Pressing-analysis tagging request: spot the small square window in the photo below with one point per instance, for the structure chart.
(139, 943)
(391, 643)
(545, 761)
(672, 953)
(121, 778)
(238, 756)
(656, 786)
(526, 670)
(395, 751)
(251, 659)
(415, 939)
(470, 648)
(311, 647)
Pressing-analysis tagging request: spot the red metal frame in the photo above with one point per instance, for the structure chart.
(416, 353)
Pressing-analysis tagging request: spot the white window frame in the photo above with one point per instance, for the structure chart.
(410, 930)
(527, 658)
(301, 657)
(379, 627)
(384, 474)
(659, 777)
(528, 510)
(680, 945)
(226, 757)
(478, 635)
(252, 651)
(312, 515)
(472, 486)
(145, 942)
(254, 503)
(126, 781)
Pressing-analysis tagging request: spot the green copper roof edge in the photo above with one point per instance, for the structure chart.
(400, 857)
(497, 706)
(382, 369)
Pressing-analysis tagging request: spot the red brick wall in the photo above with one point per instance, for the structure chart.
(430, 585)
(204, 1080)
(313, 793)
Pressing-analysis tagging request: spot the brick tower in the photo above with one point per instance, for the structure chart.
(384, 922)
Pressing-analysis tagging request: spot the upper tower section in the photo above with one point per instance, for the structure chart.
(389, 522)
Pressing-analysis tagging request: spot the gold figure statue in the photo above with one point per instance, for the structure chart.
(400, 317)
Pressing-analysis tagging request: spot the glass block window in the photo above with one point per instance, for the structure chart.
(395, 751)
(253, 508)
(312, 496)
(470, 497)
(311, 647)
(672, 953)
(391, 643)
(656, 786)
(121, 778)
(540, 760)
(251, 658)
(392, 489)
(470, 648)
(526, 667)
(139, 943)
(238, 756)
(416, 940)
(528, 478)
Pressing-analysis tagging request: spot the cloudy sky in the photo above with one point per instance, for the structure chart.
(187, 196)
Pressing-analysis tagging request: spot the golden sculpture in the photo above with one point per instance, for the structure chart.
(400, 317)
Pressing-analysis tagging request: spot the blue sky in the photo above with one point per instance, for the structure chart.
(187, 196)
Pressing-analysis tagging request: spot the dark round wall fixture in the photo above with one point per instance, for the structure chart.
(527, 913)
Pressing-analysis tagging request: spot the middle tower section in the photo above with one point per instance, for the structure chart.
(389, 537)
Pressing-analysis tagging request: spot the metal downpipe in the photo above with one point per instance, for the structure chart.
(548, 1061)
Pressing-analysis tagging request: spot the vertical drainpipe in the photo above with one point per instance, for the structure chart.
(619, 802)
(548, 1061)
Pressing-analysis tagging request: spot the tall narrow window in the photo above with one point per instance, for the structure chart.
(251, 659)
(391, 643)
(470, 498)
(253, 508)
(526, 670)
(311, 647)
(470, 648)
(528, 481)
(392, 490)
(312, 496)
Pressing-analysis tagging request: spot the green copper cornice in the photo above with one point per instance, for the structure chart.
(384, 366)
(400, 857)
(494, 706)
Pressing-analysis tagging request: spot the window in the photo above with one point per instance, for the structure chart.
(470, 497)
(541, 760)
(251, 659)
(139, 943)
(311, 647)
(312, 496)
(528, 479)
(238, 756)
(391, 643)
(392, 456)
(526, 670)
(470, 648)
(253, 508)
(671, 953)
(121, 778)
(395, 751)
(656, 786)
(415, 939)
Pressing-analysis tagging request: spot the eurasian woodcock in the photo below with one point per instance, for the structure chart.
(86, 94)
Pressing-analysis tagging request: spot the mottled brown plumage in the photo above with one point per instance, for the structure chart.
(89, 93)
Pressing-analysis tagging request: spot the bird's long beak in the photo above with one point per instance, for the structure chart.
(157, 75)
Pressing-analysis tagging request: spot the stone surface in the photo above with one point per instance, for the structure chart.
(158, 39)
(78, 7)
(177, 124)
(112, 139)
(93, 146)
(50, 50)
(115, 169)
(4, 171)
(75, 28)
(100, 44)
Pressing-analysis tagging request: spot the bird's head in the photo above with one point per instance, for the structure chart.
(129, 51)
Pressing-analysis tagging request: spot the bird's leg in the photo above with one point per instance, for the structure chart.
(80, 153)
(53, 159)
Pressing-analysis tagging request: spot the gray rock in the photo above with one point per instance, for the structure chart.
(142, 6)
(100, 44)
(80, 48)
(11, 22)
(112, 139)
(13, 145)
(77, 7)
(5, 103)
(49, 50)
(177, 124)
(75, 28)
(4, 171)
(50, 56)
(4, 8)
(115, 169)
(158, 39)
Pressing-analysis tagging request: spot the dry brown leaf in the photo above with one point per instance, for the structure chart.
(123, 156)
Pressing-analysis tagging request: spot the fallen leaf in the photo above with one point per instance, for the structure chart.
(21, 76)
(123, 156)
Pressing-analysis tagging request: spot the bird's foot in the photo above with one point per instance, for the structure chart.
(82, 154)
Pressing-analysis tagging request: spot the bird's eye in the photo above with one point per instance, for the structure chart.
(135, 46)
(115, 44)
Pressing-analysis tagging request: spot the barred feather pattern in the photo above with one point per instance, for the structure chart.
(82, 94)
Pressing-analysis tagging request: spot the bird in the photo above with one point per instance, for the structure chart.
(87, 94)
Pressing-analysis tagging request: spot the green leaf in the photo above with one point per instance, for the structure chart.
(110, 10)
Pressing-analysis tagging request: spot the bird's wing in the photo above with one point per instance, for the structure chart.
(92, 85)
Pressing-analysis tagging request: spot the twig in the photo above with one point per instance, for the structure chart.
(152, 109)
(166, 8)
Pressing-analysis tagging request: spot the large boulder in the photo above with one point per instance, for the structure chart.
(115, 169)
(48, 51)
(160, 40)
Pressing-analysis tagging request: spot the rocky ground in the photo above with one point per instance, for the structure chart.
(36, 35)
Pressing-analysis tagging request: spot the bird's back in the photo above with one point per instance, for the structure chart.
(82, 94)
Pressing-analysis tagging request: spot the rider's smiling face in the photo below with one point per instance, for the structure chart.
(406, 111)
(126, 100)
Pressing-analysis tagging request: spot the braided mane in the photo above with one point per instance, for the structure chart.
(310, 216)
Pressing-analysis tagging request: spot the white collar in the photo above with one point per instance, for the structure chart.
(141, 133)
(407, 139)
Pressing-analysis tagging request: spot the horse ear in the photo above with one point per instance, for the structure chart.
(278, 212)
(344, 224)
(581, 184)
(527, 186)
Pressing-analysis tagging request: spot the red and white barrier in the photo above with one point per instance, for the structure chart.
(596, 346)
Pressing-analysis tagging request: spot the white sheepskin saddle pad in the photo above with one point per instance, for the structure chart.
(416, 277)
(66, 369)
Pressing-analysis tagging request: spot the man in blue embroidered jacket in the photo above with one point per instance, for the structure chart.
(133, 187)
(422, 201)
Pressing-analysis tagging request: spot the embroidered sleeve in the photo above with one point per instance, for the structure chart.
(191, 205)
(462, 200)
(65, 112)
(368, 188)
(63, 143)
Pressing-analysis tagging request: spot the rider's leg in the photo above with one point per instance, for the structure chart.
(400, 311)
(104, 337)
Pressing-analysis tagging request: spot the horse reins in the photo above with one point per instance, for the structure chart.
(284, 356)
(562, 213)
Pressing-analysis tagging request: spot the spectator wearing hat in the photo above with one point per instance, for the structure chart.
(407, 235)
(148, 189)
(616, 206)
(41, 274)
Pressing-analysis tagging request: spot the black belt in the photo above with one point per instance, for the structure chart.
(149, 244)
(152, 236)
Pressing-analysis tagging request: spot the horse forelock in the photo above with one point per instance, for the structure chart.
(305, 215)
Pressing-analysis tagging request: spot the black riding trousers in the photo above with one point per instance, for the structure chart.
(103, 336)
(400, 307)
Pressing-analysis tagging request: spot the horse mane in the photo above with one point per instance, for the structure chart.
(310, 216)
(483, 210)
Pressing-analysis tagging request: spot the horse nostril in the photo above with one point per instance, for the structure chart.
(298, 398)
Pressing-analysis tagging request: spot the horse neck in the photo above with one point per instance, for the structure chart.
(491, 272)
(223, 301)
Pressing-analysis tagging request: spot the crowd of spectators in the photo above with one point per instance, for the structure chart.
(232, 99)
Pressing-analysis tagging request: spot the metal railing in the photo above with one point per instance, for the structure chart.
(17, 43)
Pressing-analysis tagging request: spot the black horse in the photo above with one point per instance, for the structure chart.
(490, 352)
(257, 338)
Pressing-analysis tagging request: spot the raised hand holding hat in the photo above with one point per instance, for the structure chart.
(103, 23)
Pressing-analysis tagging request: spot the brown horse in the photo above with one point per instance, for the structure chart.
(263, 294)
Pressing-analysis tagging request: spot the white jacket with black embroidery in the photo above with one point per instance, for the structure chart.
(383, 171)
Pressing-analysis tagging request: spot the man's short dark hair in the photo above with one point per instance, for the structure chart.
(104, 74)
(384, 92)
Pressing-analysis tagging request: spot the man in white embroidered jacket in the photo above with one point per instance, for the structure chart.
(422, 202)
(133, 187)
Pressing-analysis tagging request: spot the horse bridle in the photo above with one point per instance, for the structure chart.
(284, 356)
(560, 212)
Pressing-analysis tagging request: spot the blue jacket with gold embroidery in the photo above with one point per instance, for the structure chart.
------------------------------------------------
Given task: Everything from the line containing "Pressing-analysis tagging request: spot the horse forelock" to the end of the data above should be quoted exactly, please, both ends included, and nothing outside that span.

Exercise result:
Pressing-analysis tagging request: spot the horse forelock in the photo above with one point per instance, for the structure chart.
(305, 215)
Pressing-analysis tagging request: spot the black riding trousers in the photo above with one point per instance, for the structure chart.
(103, 336)
(400, 307)
Pressing-analysis tagging request: spot the horse mane in the photo above with one point per instance, for the structure chart.
(310, 216)
(483, 210)
Pressing-analysis tagging request: spot the horse nostril in the photo above with one point per instance, for the structure chart.
(298, 398)
Pressing-analysis tagging request: spot the horse neck in the photo above with one point per instance, for the structure chart.
(491, 272)
(223, 301)
Pressing-analysis tagging request: spot the crowd of spectators in the photo above with one point per instance, for the structure chart.
(232, 99)
Pressing-analysis tagging request: spot the metal railing in the photo above with one point per instance, for the structure chart.
(17, 43)
Pressing-analysis tagging request: spot the black horse in the photo above with one point per instance, for the structure chart.
(490, 352)
(257, 338)
Pressing-analysis tagging request: spot the raised hand holding hat in the photo above with one point per instance, for the structure chart.
(103, 23)
Pressing-analysis tagging request: spot the brown horse in the photo above with one point per instance, for the structure chart.
(263, 294)
Pressing-analysis tagging request: spot the white jacket with black embroidery in the photo above with one point per instance, for the structure chart.
(383, 171)
Pressing-analysis tagging request: spot the man's short dark hair in the photo above with one point per instance, for the structure chart.
(104, 74)
(384, 92)
Pressing-analysis tagging request: spot the man in white embroidered jacket in the photo above with one point per instance, for the structure chart.
(422, 202)
(133, 187)
Pressing-analysis tagging request: spot the horse bridle in the photo above with one point per instance, for the structure chart.
(284, 356)
(560, 212)
Pressing-analysis tagging request: spot the blue jacket with gold embroidery in the photo above with one point per instance, for the structure chart.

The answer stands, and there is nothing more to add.